_Given text_
------
The output looks like this:

Eenie, meenie, miney, mo
eenie, meenie, miney, mo
EENIE, MEENIE, MINEY, MO
8
eenie, meenie, miney, mo
0
8
EENIE, MEENIE, MINEY, MO
0

8

The case insensitive searches found both occurrences on the “een” group.

NewFind.cpp isn’t the best solution to the case sensitivity problem, so we’ll revisit it when we examine string comparisons.

Finding in reverse

Sometimes it’s necessary to search through a string from end to beginning, if you need to find the data in “last in / first out “ order. The string member function rfind( ) handles this job.

//: C17:Rparse.cpp
// Reverse the order of words in a string
#include <string>
#include <iostream>
#include <vector>
using namespace std;

int main() {
  // The ';' characters will be delimiters
  string s("now.;sense;make;to;going;is;This");
  cout << s << endl;
  // To store the words:
  vector<string> strings;
  // The last element of the string:
  int last = s.size();
  // The beginning of the current word:
  int current = s.rfind(';');
  // Walk backward through the string:
  while(current != string::npos){
    // Push each word into the vector.
------
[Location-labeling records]
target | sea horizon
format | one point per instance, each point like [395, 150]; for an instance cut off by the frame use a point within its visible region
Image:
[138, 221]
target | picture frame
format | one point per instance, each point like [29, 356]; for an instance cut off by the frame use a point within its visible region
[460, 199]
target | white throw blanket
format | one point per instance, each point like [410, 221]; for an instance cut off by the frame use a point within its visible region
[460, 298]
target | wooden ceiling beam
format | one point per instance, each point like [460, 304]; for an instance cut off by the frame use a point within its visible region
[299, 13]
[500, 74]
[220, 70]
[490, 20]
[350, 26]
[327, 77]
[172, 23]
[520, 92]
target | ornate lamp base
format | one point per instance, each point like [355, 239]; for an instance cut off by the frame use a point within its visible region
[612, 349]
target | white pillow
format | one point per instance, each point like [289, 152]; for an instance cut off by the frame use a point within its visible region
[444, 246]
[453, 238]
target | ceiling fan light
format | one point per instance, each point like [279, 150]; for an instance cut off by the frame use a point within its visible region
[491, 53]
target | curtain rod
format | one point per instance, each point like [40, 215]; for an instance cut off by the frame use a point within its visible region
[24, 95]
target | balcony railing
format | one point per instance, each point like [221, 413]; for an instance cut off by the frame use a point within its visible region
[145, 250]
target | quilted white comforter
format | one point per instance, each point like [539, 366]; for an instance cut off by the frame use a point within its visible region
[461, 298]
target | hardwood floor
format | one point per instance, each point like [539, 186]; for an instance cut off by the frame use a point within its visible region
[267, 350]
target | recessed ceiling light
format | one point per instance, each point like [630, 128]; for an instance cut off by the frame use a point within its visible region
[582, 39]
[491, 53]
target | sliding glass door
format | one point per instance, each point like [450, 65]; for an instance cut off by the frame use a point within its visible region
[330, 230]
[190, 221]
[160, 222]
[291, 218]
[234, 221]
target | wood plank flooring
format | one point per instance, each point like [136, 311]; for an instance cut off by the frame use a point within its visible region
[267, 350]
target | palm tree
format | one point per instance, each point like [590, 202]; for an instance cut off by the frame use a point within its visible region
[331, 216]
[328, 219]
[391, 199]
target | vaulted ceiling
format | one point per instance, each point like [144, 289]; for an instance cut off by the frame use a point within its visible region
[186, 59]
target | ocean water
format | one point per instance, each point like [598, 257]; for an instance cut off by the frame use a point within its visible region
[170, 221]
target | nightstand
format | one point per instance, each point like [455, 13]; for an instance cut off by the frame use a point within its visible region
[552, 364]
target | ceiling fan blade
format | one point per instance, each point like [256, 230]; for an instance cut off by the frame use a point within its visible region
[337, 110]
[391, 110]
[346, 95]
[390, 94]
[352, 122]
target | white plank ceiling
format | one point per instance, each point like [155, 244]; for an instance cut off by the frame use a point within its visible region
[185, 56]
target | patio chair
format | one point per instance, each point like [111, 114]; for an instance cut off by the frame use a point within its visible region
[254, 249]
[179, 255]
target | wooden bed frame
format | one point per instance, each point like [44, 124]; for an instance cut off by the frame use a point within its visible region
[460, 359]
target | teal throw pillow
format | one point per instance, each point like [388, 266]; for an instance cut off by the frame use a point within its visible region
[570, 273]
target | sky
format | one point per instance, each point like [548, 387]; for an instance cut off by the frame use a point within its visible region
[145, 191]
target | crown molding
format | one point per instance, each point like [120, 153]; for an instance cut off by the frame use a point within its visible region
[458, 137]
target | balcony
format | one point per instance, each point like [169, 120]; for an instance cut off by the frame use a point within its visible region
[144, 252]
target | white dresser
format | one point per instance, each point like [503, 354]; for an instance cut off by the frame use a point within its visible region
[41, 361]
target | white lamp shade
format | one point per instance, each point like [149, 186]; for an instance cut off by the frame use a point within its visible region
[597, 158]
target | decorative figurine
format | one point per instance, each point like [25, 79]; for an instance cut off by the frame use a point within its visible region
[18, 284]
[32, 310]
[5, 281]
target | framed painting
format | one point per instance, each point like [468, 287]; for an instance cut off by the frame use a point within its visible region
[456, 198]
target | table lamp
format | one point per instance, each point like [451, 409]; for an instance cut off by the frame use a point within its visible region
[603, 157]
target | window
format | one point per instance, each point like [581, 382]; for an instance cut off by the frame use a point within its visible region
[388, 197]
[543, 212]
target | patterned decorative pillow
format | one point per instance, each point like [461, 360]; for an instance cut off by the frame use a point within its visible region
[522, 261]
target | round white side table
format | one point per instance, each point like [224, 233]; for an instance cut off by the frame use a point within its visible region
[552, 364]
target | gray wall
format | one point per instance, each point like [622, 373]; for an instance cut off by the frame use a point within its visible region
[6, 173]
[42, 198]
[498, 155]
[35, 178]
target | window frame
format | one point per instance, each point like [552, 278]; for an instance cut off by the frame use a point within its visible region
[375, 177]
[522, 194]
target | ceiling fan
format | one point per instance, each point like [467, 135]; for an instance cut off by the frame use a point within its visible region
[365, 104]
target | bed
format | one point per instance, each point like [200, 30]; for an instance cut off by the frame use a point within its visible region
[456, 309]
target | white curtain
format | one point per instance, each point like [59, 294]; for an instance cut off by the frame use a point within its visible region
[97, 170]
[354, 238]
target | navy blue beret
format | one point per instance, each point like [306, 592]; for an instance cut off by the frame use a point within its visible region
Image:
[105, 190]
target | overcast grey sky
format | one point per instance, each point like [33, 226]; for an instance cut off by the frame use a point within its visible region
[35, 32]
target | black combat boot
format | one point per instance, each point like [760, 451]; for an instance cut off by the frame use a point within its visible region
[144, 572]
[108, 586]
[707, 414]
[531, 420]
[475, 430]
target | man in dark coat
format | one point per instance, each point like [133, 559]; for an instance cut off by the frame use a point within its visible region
------
_Tasks to perform_
a. For each statement, say yes or no to whether it agrees with the string-searching text, and quote the deciding words of the string-searching text: (i) The member function rfind( ) is the one for searching a string from end to beginning. (ii) In Rparse.cpp, commas serve as the delimiters. (iii) NewFind.cpp is presented as the best solution to the case sensitivity problem.
b. Pick out every line in the rows that contains the string "table".

_Responses in order_
a.
(i) Yes: "The string member function rfind( ) handles this job."
(ii) No: "// The ';' characters will be delimiters"
(iii) No: "NewFind.cpp isn’t the best solution to the case sensitivity problem"

b.
target | table lamp
target | round white side table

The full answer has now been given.